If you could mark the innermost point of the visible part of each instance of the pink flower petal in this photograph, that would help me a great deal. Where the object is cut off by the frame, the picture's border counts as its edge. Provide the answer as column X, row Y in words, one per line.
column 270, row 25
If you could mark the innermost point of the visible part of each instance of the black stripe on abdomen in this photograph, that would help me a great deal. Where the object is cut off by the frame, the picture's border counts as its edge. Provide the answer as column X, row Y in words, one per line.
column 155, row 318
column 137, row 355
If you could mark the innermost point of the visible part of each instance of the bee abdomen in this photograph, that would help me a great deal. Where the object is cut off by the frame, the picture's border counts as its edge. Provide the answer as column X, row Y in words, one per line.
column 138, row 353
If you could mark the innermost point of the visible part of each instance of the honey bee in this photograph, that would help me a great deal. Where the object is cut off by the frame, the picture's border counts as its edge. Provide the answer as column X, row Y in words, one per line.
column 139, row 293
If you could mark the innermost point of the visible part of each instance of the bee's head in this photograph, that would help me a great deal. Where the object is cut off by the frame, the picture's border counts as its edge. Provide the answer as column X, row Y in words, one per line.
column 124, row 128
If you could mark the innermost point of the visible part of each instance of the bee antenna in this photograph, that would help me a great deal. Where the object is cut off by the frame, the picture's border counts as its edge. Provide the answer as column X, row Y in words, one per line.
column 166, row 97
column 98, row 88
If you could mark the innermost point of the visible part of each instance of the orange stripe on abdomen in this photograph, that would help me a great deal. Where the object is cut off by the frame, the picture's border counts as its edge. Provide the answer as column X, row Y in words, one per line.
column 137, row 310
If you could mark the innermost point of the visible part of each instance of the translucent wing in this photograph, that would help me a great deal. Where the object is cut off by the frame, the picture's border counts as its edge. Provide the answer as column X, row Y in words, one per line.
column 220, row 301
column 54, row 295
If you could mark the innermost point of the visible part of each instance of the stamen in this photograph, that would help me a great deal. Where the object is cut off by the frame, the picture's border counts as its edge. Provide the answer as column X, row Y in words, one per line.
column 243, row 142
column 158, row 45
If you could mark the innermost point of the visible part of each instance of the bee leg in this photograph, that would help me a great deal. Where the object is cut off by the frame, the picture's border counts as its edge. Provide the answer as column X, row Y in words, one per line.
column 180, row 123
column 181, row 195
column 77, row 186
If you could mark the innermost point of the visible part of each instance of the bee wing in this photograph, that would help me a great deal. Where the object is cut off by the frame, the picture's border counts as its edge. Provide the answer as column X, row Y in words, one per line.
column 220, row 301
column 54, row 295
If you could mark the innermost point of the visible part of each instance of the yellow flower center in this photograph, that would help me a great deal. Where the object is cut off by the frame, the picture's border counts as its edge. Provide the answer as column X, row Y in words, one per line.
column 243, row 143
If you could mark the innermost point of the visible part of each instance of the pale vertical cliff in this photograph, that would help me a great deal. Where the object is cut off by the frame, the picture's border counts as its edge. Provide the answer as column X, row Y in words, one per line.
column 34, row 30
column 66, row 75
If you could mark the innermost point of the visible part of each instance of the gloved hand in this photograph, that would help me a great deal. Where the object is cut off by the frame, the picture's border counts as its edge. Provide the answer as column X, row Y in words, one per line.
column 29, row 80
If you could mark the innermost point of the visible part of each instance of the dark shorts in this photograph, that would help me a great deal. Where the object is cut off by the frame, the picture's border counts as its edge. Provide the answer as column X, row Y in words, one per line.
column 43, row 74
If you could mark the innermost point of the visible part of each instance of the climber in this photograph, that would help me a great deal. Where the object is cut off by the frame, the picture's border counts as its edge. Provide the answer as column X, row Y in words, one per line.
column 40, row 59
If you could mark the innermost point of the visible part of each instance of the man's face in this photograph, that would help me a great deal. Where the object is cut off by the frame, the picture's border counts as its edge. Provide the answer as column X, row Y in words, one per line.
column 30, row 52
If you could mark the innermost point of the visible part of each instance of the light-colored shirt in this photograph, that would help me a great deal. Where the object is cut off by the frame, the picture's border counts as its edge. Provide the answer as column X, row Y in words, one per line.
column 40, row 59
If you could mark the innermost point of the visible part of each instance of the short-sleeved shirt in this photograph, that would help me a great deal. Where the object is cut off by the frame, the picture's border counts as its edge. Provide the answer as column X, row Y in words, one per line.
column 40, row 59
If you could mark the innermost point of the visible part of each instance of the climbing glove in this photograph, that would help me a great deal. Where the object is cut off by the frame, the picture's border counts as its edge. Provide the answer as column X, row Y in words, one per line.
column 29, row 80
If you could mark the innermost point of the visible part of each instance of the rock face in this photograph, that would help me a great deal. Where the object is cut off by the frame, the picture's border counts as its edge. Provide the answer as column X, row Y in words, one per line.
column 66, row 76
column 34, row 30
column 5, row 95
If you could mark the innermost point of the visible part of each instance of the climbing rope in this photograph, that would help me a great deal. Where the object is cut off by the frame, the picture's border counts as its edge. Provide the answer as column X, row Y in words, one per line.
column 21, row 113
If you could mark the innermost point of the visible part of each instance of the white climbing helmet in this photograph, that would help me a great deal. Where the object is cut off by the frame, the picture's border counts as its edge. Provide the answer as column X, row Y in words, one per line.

+ + + + + + +

:: Your objective ::
The answer must be an exact copy of the lines from the one containing "the climbing rope" through the last line of the records, both included.

:: Task solution ::
If you could mark the innermost point of the visible part of each instance of the climbing rope in this photograph, that would help me a great deal. Where the object is cut off by the frame, the picture's border counts as its edge. Provide the answer as column X, row Y in words, one per line.
column 21, row 113
If you could mark the innermost point of the visible part of each instance of the white climbing helmet in this photograph, that would help me a great deal. Where the object is cut off by the frame, the picture's border counts as its edge. Provide the answer as column X, row Y in words, one per line.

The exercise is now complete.